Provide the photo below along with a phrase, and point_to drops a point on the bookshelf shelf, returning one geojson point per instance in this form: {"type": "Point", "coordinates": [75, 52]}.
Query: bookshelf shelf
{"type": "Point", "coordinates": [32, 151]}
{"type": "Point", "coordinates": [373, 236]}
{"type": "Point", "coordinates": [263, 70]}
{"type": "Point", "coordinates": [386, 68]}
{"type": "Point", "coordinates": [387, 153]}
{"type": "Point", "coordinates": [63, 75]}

═══

## WHAT TO WORK ON
Output every line of the material above as a Markdown table, leaving out blank lines, with a "Row" column for the row number and a "Material line" column for the line itself.

## SOLUTION
| Row | Material line |
|---|---|
| 1 | Provide the photo below along with a phrase, and point_to drops a point on the bookshelf shelf, returning one geojson point per instance in this form: {"type": "Point", "coordinates": [75, 52]}. |
| 2 | Query: bookshelf shelf |
| 3 | {"type": "Point", "coordinates": [32, 151]} |
| 4 | {"type": "Point", "coordinates": [373, 236]} |
| 5 | {"type": "Point", "coordinates": [263, 70]} |
| 6 | {"type": "Point", "coordinates": [386, 68]} |
| 7 | {"type": "Point", "coordinates": [387, 153]} |
| 8 | {"type": "Point", "coordinates": [63, 75]} |